**EXERCISE:** Search the entries below for the word "bridge" and copy every line where it appears.

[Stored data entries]
[Start of Attachment]
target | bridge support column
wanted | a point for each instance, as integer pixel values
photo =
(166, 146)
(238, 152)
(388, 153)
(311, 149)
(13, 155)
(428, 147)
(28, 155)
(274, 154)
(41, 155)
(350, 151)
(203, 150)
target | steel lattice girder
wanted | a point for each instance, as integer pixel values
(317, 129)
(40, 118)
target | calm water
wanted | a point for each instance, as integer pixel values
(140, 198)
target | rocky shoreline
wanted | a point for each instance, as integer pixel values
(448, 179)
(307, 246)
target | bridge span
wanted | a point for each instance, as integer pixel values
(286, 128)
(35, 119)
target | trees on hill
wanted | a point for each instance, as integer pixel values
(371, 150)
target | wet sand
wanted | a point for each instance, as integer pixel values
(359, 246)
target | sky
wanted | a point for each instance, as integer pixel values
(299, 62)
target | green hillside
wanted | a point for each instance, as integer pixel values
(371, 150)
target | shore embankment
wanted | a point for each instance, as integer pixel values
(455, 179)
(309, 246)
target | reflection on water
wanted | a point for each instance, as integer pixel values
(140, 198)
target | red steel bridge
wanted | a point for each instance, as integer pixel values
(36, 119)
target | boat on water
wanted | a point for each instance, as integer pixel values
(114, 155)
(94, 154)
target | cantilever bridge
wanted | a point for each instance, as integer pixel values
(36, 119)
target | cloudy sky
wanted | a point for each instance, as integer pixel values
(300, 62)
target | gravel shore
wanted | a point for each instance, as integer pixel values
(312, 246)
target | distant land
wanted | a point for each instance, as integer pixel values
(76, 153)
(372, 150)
[End of Attachment]
[Start of Attachment]
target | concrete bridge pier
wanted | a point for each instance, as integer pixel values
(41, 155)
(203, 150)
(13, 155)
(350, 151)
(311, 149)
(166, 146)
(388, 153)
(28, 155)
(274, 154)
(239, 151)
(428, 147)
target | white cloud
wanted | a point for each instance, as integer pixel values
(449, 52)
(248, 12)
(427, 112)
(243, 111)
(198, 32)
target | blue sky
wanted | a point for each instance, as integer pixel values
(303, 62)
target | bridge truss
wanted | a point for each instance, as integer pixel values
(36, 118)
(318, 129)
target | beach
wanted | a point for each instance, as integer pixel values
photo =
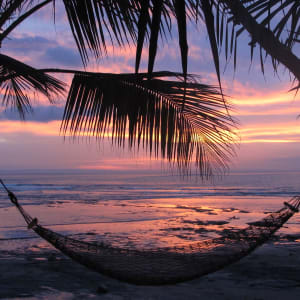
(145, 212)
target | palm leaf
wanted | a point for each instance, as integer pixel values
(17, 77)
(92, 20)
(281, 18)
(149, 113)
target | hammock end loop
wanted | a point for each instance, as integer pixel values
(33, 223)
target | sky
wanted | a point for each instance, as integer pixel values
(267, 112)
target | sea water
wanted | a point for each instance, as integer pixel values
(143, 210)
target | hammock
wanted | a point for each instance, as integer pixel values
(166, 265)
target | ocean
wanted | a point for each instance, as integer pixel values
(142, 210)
[End of Attachment]
[Start of Attachment]
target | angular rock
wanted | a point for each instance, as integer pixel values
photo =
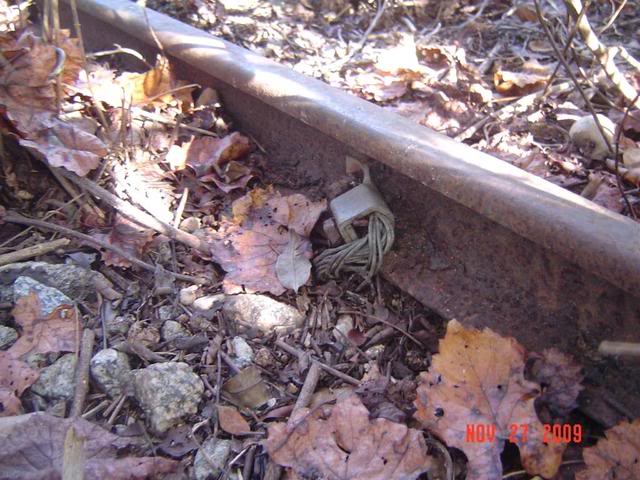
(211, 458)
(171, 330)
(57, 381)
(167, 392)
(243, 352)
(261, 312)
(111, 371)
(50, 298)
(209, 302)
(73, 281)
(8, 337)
[End of Attachment]
**COMPLETED TASK:**
target | bridge support column
target | bridge span
target | red steel bridge
target | cantilever bridge
target | concrete bridge pier
target | bridge truss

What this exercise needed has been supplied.